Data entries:

--------

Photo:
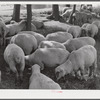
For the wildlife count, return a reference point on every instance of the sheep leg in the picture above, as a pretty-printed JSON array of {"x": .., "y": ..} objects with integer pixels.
[
  {"x": 14, "y": 70},
  {"x": 22, "y": 66},
  {"x": 83, "y": 74},
  {"x": 94, "y": 68},
  {"x": 42, "y": 65}
]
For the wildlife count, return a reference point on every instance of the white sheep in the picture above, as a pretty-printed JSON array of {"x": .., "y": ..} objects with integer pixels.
[
  {"x": 40, "y": 81},
  {"x": 38, "y": 36},
  {"x": 2, "y": 32},
  {"x": 76, "y": 43},
  {"x": 13, "y": 29},
  {"x": 59, "y": 36},
  {"x": 51, "y": 44},
  {"x": 47, "y": 57},
  {"x": 75, "y": 31},
  {"x": 14, "y": 57},
  {"x": 79, "y": 60},
  {"x": 26, "y": 41},
  {"x": 90, "y": 30}
]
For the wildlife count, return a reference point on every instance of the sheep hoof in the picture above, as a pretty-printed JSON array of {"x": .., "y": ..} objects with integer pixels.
[{"x": 42, "y": 68}]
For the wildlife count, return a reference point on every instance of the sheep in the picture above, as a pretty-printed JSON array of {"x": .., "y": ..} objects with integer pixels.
[
  {"x": 13, "y": 29},
  {"x": 59, "y": 36},
  {"x": 79, "y": 60},
  {"x": 90, "y": 30},
  {"x": 2, "y": 32},
  {"x": 40, "y": 81},
  {"x": 14, "y": 57},
  {"x": 75, "y": 31},
  {"x": 51, "y": 44},
  {"x": 97, "y": 23},
  {"x": 0, "y": 76},
  {"x": 47, "y": 57},
  {"x": 38, "y": 36},
  {"x": 26, "y": 41},
  {"x": 76, "y": 43}
]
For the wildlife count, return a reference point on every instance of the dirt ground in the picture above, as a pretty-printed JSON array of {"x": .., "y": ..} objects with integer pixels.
[{"x": 68, "y": 83}]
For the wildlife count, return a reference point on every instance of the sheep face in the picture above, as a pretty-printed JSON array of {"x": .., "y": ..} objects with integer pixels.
[
  {"x": 84, "y": 32},
  {"x": 59, "y": 72}
]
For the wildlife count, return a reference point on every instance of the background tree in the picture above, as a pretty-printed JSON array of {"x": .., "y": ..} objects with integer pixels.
[
  {"x": 16, "y": 13},
  {"x": 29, "y": 17},
  {"x": 71, "y": 15}
]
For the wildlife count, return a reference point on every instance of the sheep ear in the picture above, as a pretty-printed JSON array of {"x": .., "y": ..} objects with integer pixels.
[{"x": 57, "y": 75}]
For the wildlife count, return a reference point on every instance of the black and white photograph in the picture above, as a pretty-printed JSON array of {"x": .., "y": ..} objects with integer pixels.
[{"x": 50, "y": 46}]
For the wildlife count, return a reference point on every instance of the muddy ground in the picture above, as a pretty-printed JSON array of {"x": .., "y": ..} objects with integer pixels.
[{"x": 70, "y": 82}]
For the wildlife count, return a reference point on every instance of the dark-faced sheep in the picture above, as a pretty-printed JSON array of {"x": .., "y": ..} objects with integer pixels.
[
  {"x": 76, "y": 43},
  {"x": 14, "y": 57},
  {"x": 40, "y": 81},
  {"x": 51, "y": 44},
  {"x": 59, "y": 36},
  {"x": 47, "y": 57},
  {"x": 26, "y": 41},
  {"x": 79, "y": 60},
  {"x": 38, "y": 36},
  {"x": 75, "y": 31}
]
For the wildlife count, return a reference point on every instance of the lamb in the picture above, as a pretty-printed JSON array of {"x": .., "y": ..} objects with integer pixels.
[
  {"x": 59, "y": 36},
  {"x": 38, "y": 36},
  {"x": 40, "y": 81},
  {"x": 81, "y": 59},
  {"x": 26, "y": 41},
  {"x": 91, "y": 30},
  {"x": 51, "y": 44},
  {"x": 13, "y": 29},
  {"x": 14, "y": 57},
  {"x": 76, "y": 43},
  {"x": 2, "y": 32},
  {"x": 47, "y": 57},
  {"x": 75, "y": 31}
]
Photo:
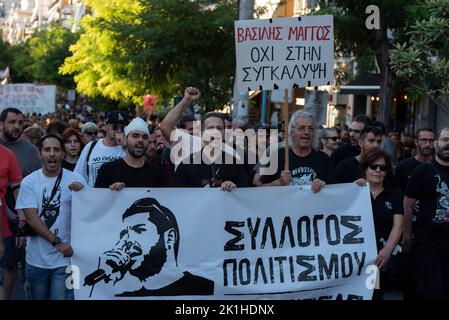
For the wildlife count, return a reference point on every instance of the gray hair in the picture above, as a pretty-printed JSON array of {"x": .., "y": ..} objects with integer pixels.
[
  {"x": 300, "y": 114},
  {"x": 326, "y": 132}
]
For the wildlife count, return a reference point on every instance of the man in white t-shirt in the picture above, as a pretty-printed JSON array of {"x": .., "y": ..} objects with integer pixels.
[
  {"x": 104, "y": 150},
  {"x": 45, "y": 197}
]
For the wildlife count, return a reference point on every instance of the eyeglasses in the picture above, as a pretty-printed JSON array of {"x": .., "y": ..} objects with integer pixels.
[
  {"x": 444, "y": 139},
  {"x": 424, "y": 140},
  {"x": 303, "y": 128},
  {"x": 116, "y": 126},
  {"x": 381, "y": 167}
]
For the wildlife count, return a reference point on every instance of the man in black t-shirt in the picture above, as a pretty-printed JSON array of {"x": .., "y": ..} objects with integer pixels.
[
  {"x": 351, "y": 149},
  {"x": 349, "y": 169},
  {"x": 132, "y": 170},
  {"x": 209, "y": 163},
  {"x": 428, "y": 184},
  {"x": 425, "y": 138},
  {"x": 424, "y": 142},
  {"x": 306, "y": 166}
]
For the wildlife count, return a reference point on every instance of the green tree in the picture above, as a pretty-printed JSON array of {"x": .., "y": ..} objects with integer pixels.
[
  {"x": 424, "y": 60},
  {"x": 354, "y": 39},
  {"x": 161, "y": 46},
  {"x": 48, "y": 49}
]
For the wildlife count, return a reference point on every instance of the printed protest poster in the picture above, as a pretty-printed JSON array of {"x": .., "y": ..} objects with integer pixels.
[
  {"x": 284, "y": 53},
  {"x": 251, "y": 243},
  {"x": 28, "y": 98}
]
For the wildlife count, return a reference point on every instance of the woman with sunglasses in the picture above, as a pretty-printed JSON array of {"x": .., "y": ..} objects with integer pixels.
[
  {"x": 387, "y": 210},
  {"x": 73, "y": 145}
]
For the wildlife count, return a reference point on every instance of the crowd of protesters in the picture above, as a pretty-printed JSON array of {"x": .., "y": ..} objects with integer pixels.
[{"x": 43, "y": 159}]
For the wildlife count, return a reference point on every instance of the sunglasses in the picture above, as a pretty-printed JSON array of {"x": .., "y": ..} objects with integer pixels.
[
  {"x": 381, "y": 167},
  {"x": 116, "y": 126}
]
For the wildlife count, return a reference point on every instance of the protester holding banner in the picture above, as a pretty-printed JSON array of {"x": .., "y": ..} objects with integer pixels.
[
  {"x": 11, "y": 174},
  {"x": 73, "y": 144},
  {"x": 104, "y": 150},
  {"x": 155, "y": 159},
  {"x": 387, "y": 210},
  {"x": 205, "y": 164},
  {"x": 428, "y": 184},
  {"x": 11, "y": 125},
  {"x": 45, "y": 198},
  {"x": 132, "y": 170},
  {"x": 306, "y": 166}
]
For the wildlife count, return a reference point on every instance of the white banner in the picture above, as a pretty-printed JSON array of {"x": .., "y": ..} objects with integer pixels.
[
  {"x": 252, "y": 243},
  {"x": 284, "y": 53},
  {"x": 28, "y": 98}
]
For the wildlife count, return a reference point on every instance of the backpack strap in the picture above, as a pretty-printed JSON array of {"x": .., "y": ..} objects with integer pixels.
[{"x": 92, "y": 146}]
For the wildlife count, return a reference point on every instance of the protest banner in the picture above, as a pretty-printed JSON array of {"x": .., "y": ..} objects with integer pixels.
[
  {"x": 284, "y": 53},
  {"x": 28, "y": 98},
  {"x": 210, "y": 244}
]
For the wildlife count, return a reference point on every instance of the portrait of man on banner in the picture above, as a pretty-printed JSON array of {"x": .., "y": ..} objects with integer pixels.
[{"x": 147, "y": 249}]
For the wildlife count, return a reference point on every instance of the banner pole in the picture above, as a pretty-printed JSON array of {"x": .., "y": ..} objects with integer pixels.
[{"x": 286, "y": 165}]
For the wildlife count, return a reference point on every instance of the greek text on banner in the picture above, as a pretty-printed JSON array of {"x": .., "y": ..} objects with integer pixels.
[
  {"x": 251, "y": 243},
  {"x": 284, "y": 53}
]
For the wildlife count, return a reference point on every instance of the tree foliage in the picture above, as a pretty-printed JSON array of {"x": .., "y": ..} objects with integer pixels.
[
  {"x": 160, "y": 46},
  {"x": 365, "y": 45},
  {"x": 48, "y": 49},
  {"x": 38, "y": 58},
  {"x": 424, "y": 60}
]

--------

TASK TO COMPLETE -> The answer should be an exact copy of the lines from the one containing "of the portrait" through the last line of the entries, both included.

YOUR SOLUTION ->
For the wildlife count, return a reference point on every instance of the portrait of man on banner in the picture above, as a pretty-printed JSON array of {"x": .., "y": ..} objects with integer pixels.
[{"x": 147, "y": 249}]
For the wildlife count, return a reference point on every instance of the banner pole in the picture above, as a pretty-printed JSON array of {"x": .., "y": ..} objects with integer pixels.
[{"x": 286, "y": 165}]
For the wildlife count, return a reference point on every instance of the greek text on banner in the picture above, as a pretty-printed JSON array of {"x": .., "y": ..} objects with integer pixels.
[
  {"x": 251, "y": 243},
  {"x": 284, "y": 53}
]
For the wildlife count, return a reference point on every instance of the tree foliage in the picture above, as a pretty-printed JSON array of {"x": .., "y": ..} objects with integer pixels.
[
  {"x": 160, "y": 46},
  {"x": 365, "y": 45},
  {"x": 48, "y": 49},
  {"x": 38, "y": 58},
  {"x": 424, "y": 60}
]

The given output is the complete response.